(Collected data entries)
****************

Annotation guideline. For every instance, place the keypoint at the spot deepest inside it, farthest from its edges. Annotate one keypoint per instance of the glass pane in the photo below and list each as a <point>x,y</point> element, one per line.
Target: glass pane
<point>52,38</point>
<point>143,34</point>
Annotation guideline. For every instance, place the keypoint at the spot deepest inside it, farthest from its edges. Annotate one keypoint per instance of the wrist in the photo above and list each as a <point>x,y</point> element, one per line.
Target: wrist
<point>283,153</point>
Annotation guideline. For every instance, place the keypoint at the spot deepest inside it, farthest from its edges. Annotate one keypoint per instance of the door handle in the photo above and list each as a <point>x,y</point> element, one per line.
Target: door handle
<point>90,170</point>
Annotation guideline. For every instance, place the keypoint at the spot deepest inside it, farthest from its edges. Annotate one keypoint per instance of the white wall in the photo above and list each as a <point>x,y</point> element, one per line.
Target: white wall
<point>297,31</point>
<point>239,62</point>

****************

Task description: Set down exactly what runs from the line containing "of the door" through the last line above, both lines included.

Written answer:
Annotation guideline. For every instance, place the keypoint at the spot deepest inside it, farthest from its edges. Annotate one keypoint per instance of the door handle in the photo above and list each as a <point>x,y</point> element, one per line.
Target: door handle
<point>90,170</point>
Annotation guideline. For every instance, place the keypoint at the spot deepest inside it, farthest from its edges. Annotate one keypoint per instance of the white wall in the photo above and list each as a <point>x,y</point> element, one per line.
Target: white wall
<point>297,31</point>
<point>239,62</point>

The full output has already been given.